**Entries drawn from a collection**
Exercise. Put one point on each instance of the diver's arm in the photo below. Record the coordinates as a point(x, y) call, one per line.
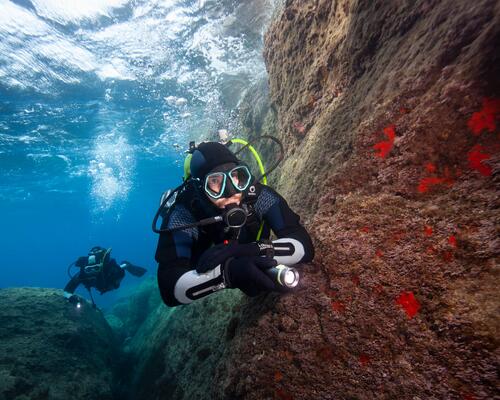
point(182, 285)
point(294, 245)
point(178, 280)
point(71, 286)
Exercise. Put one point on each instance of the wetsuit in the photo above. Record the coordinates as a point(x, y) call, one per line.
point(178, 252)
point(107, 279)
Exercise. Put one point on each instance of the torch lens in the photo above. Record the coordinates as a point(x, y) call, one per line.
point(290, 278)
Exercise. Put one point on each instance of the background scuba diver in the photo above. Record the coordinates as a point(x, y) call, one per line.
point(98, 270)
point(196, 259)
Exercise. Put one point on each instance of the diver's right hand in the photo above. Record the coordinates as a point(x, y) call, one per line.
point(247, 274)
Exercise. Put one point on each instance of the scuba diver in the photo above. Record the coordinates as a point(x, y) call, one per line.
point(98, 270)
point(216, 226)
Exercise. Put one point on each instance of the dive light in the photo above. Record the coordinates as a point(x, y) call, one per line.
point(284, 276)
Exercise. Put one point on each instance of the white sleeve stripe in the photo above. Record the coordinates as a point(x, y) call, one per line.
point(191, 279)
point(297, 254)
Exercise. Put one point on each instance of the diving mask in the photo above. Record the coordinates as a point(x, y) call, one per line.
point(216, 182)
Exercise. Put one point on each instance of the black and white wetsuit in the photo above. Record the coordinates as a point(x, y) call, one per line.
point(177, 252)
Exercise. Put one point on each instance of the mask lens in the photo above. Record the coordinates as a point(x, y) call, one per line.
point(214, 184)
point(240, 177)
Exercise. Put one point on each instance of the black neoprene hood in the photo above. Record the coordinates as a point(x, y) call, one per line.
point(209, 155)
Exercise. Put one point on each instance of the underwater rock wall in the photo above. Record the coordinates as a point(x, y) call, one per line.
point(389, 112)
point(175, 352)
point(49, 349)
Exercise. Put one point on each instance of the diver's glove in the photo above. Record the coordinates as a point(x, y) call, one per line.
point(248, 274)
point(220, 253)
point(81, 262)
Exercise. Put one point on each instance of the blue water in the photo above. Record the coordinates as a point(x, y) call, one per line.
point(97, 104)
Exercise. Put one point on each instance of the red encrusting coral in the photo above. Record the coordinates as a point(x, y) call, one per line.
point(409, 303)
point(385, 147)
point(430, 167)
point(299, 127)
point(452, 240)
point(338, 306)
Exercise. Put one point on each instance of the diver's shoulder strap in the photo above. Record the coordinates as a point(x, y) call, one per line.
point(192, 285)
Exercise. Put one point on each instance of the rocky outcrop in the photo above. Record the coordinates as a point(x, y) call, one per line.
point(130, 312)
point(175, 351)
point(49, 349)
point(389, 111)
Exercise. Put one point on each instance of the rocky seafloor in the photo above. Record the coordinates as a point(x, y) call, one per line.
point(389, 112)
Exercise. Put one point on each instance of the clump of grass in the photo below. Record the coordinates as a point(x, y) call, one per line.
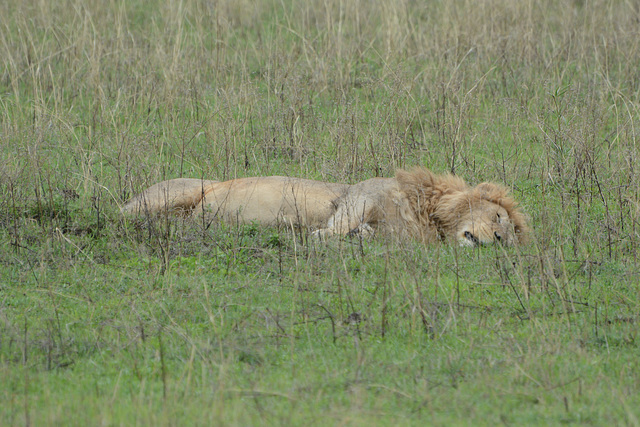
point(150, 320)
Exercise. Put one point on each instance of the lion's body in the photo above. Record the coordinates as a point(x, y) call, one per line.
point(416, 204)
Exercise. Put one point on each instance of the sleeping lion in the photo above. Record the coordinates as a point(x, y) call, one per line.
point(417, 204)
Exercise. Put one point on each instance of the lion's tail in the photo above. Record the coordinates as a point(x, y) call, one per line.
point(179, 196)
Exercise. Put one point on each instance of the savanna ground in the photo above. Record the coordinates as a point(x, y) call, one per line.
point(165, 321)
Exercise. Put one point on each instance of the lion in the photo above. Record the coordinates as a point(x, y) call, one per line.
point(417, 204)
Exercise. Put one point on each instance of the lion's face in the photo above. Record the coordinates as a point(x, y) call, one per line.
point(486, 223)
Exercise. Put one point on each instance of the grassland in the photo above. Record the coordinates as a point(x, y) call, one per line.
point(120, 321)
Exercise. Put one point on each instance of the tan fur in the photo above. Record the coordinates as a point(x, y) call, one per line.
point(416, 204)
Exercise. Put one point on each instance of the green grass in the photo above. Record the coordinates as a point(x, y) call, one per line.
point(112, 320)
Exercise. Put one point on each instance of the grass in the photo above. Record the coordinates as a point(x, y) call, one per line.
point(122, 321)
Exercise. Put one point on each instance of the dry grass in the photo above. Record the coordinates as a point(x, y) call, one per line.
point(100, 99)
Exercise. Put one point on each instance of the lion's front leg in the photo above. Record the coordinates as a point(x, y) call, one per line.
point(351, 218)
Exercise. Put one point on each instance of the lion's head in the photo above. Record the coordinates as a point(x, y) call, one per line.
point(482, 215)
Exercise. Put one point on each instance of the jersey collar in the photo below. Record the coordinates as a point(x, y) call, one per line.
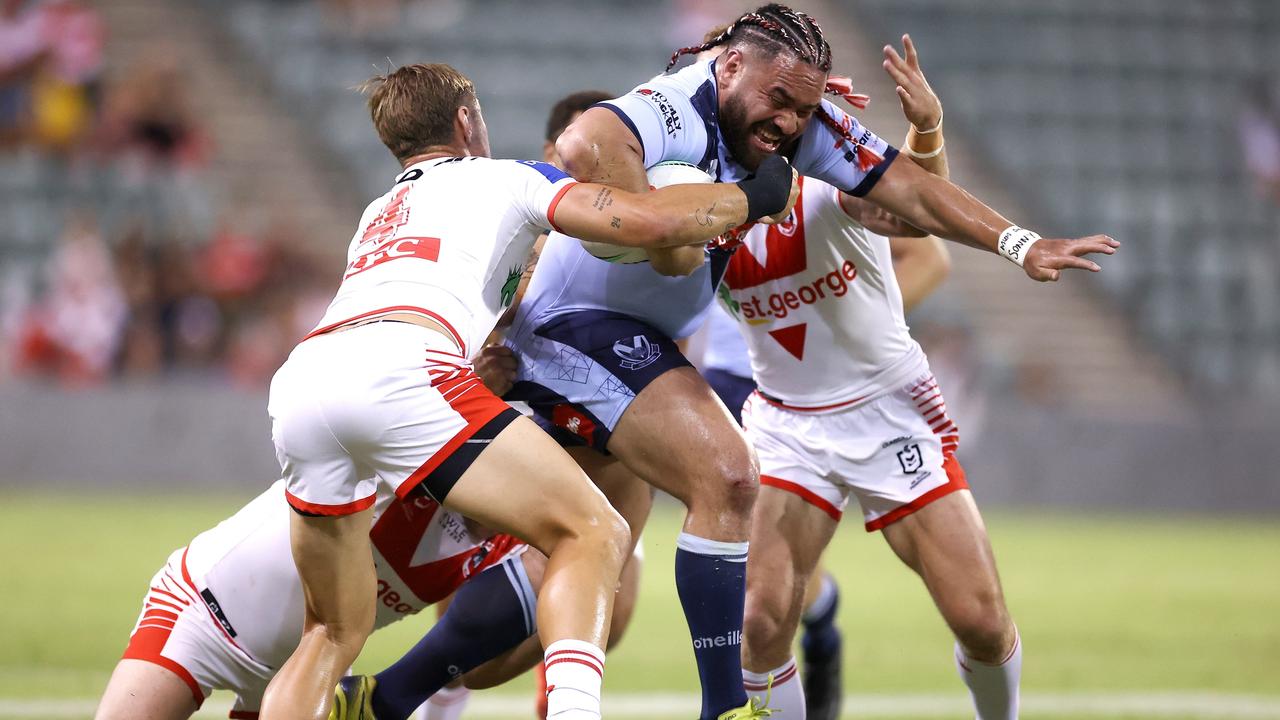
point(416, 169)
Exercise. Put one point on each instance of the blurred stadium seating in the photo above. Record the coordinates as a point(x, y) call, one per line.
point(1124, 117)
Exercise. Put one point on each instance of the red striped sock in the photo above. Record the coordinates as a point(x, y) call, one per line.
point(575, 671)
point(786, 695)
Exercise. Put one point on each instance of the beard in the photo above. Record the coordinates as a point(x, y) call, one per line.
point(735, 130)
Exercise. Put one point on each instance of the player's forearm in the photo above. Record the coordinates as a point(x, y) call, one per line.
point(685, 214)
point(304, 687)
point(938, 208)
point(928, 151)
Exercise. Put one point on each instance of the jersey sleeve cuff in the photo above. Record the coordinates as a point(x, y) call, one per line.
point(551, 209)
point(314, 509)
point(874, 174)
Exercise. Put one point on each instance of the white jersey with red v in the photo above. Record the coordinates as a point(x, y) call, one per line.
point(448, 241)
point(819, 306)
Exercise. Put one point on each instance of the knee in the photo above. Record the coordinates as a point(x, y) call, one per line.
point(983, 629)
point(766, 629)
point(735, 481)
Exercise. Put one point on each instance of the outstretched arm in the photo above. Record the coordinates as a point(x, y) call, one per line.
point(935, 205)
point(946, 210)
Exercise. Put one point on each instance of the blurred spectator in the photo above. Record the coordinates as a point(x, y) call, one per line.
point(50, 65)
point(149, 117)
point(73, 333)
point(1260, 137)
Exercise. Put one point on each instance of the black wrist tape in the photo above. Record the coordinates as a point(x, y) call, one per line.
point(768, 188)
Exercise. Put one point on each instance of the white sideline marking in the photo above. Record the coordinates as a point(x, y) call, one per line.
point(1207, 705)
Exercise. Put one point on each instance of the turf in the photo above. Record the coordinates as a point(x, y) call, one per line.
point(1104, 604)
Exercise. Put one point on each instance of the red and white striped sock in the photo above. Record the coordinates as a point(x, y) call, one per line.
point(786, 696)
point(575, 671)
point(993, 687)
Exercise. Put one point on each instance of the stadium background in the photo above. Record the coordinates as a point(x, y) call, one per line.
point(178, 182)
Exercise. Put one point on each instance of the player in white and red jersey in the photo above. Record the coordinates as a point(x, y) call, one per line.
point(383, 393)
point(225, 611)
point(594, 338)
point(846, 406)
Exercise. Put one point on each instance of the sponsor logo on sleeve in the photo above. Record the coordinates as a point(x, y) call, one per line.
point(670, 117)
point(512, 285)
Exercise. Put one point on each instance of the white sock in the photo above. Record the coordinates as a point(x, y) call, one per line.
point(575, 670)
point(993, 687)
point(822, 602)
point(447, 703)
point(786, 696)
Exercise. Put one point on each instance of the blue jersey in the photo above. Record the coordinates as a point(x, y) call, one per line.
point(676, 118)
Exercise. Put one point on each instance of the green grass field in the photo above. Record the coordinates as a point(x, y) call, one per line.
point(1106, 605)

==

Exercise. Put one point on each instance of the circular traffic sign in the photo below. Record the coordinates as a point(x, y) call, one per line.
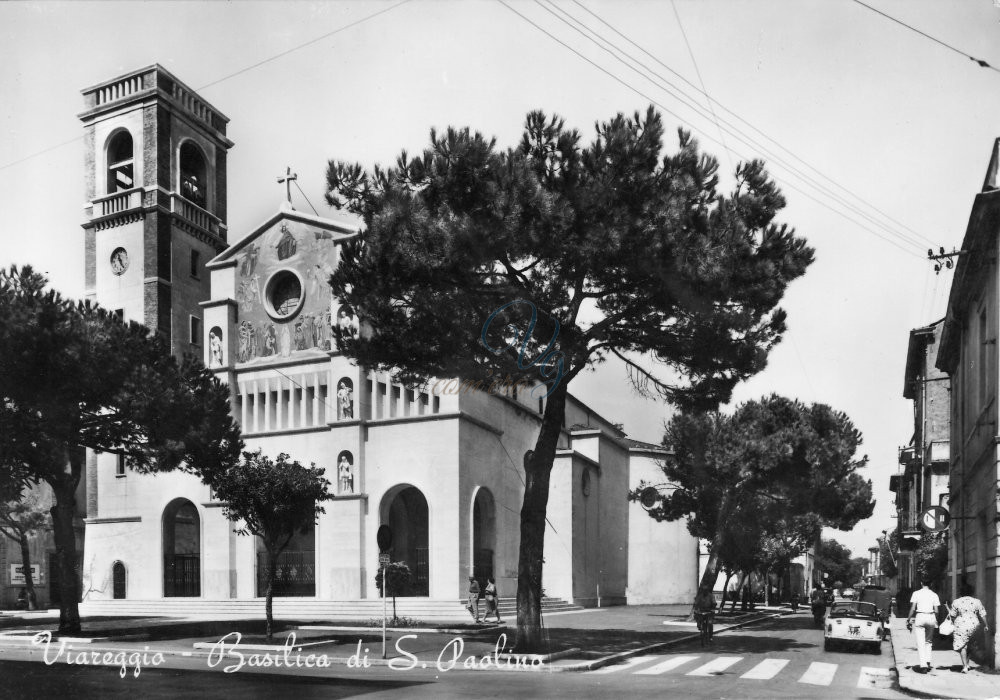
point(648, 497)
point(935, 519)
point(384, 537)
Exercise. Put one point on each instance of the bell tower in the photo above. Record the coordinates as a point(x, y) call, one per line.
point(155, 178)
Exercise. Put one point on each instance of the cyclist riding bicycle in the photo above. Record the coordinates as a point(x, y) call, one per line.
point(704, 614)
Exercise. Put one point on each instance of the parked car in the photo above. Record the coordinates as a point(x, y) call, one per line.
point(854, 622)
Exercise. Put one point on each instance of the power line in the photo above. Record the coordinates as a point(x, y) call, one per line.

* * *

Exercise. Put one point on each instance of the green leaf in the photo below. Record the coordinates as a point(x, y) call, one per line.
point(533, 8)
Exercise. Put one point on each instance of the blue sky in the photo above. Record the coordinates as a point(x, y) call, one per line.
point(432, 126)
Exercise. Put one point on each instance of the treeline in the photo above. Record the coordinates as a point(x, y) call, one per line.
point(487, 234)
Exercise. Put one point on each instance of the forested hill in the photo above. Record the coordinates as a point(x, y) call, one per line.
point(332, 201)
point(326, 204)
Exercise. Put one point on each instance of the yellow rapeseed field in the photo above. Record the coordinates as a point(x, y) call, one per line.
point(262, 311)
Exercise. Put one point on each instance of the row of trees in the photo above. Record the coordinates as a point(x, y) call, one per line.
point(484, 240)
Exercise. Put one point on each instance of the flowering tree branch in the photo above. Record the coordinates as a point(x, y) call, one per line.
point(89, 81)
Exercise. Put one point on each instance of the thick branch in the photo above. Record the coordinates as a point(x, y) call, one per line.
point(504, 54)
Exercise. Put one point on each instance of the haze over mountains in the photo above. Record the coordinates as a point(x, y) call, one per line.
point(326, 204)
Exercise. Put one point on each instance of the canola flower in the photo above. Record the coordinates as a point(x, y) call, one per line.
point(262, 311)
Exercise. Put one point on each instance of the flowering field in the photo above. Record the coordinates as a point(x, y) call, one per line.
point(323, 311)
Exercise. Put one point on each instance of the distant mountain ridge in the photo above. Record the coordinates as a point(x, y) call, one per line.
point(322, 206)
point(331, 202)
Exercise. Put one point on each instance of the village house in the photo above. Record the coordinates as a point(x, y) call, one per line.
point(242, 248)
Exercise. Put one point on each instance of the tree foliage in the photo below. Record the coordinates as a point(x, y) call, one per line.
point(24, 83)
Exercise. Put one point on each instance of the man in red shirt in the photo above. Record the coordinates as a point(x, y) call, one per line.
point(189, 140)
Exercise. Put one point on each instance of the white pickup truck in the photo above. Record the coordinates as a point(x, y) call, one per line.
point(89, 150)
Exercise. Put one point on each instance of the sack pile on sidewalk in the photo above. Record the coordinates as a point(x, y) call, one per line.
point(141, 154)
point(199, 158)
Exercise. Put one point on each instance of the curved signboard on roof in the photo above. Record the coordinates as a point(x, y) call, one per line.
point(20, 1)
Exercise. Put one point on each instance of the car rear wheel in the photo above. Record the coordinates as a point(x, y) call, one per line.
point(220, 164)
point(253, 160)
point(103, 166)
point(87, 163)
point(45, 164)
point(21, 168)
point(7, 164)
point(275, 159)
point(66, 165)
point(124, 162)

**What is asked**
Swap "Record" for "Write" in the data starting at the line that contains "Exercise. Put one point on each instance of the rocky outcrop" and ending at the line that contains "point(179, 196)", leaving everything else unchanged. Give back only those lines, with the pictures left out.

**Exercise result**
Exercise. Put one point on each instance of the rocky outcrop in the photo above. Write the coordinates as a point(x, y) call, one per line.
point(130, 312)
point(175, 351)
point(49, 349)
point(389, 111)
Exercise. Put one point on each instance of the rocky seafloor in the photo above. Write the coordinates as a point(x, y) call, one per line.
point(389, 112)
Exercise. Put one point on each instance of the clump of grass in the photo below. Write the coordinates as a point(x, y) call, one per line.
point(150, 320)
Exercise. Put one point on each instance of the lion's body in the photo above. Write the coordinates as a point(x, y) call, one per line.
point(416, 204)
Exercise. Put one point on each instance of the sleeping lion in the photo above. Write the coordinates as a point(x, y) call, one per line.
point(417, 204)
Exercise. Put one point on each instance of the lion's tail in the photo above. Write the coordinates as a point(x, y) call, one per line.
point(179, 196)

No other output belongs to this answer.